— Begin Information given —

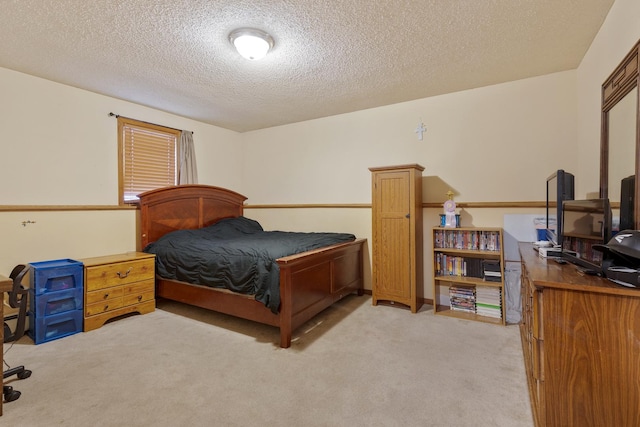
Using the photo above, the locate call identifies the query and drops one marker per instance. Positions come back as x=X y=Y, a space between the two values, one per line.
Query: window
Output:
x=147 y=158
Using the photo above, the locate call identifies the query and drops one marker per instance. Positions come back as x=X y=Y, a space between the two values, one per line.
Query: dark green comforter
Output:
x=234 y=253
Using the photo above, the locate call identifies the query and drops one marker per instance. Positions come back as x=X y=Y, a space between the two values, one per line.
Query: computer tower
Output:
x=627 y=198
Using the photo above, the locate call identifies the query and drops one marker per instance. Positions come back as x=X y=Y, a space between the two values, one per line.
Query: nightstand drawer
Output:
x=139 y=292
x=108 y=275
x=104 y=294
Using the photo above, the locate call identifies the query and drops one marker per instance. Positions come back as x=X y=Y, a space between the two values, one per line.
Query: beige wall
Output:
x=59 y=147
x=497 y=143
x=474 y=144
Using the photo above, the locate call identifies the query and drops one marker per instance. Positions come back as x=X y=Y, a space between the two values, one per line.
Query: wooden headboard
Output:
x=182 y=207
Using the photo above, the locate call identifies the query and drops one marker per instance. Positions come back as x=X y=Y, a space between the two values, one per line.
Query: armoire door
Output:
x=392 y=215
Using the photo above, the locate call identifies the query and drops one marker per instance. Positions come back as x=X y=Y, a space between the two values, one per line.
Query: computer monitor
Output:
x=585 y=223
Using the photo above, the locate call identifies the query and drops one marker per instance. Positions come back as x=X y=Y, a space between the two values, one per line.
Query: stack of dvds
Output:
x=462 y=298
x=489 y=301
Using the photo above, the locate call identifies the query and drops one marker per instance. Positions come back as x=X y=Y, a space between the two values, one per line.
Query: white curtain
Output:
x=188 y=171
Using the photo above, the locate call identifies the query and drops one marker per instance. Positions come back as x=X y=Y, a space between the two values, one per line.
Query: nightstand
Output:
x=116 y=285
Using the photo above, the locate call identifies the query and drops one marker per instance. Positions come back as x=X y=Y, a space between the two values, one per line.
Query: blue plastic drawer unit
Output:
x=49 y=328
x=55 y=299
x=56 y=275
x=56 y=302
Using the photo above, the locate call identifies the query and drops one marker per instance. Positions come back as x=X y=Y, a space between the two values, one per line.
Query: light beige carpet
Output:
x=352 y=365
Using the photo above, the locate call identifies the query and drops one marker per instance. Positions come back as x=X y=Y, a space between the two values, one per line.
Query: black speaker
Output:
x=627 y=196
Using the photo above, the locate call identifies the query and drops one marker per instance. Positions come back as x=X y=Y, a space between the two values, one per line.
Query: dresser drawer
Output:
x=102 y=295
x=102 y=307
x=108 y=275
x=139 y=292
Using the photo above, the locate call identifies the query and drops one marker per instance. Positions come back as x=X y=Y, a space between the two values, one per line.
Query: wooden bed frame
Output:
x=309 y=282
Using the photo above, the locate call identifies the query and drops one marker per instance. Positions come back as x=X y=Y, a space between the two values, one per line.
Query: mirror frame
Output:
x=623 y=80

— End Information given —

### Task goal:
Convert the records above into a numbered list with one entry per line, skipping any blank lines and leaving out the pictures.

### Written reply:
1. Using the photo above, the locate call identifies the query and drops one marker per instance. Positions come back as x=X y=Y, a space between the two values, one per line.
2. Query: window
3. Output:
4. x=147 y=158
5. Using the photo above, the locate call identifies the query and drops one marker per instance. Positions come back as x=X y=Y, a space between the two values, one per line.
6. Query: dark green comforter
7. Output:
8. x=234 y=253
9. Using the photo above, the locate call identifies the query and drops one marker per instance. Positions come back as x=X y=Y, a space between the two values, one per line.
10. Query: computer tower
11. Output:
12. x=627 y=198
13. Using the photo above, the locate call identifies the query and drops one marker per instance. Positions come back as x=X y=Y, a space between the two values, one per line.
14. Query: nightstand drawer
15. Output:
16. x=139 y=292
17. x=108 y=275
18. x=104 y=294
19. Using the photo above, the locate call identifies the query and drops one marker per instance. Positions come back as x=X y=Y, a space between the two values, one per line.
20. Query: beige wall
21. Output:
22. x=59 y=147
23. x=497 y=143
24. x=474 y=144
25. Using the photo above, the locate call identifies the query and drops one marker per instance. Positions come back as x=X y=Y, a space between the two values, one per line.
26. Query: wooden headboard
27. Output:
28. x=182 y=207
29. Using the photo above, the locate call identifies the query and drops one marker per instance. Positions come back as x=X y=Y, a space between the two values, one per line.
30. Query: armoire door
31. Output:
32. x=392 y=215
33. Using the photo above, the locate call identifies the query and drops one marker per instance. Positions come back as x=X y=Y, a space between the two values, one per line.
34. Query: computer monitor
35. Output:
36. x=585 y=223
37. Using the photo above, the locate call identifies the query and drops one marker per instance. Positions come back as x=X y=Y, a space between the two values, one per line.
38. Query: stack of dvds
39. Output:
40. x=462 y=298
41. x=489 y=301
42. Using the photo above, the locate call identifies the query and drops one marker per instance. Positions come back as x=X y=Y, a space between the two values, one per line.
43. Query: white curtain
44. Output:
45. x=188 y=171
46. Using the photo above, the locate call identifies the query and drops one marker per instance. Positions come back as x=X y=Y, a space between the two values, one per line.
47. Query: nightstand
48. Output:
49. x=116 y=285
50. Using the photo above, the locate call identifies the query and drops one marker per instance. Positions come back as x=X y=Y, a space between the two values, one per line.
51. Query: blue plastic drawer unit
52. Output:
53. x=49 y=328
54. x=55 y=299
55. x=56 y=275
56. x=56 y=302
57. Using the photo above, the locate call identifies the query and drops one marker per instance. Positions come back as x=X y=Y, a space between the two values, one per line.
58. Query: light beige carpet
59. Output:
60. x=352 y=365
61. Using the photo above, the locate call identifies the query and drops one marker per instance. Positions come back as x=X y=Y, a space between the two values, one per line.
62. Query: black speaker
63. Output:
64. x=627 y=196
65. Using the photo above, the locate call identifies the query and drops one marker per instance. Positions come back as x=X y=Y, a space between the two values, one per line.
66. Query: dresser drawer
67. Output:
68. x=102 y=295
69. x=102 y=307
70. x=108 y=275
71. x=139 y=292
72. Using the photo above, the locate call identifies the query and drops one marker per instance. Positions come back as x=X y=Y, a space between the two values, one per line.
73. Query: wooden bed frame
74. Output:
75. x=309 y=282
76. Using the photo above, the locate call identifies the query and drops one marker per instance. Positions come back as x=X y=Y, a space between the two values, one per line.
77. Query: mirror frame
78. Output:
79. x=623 y=80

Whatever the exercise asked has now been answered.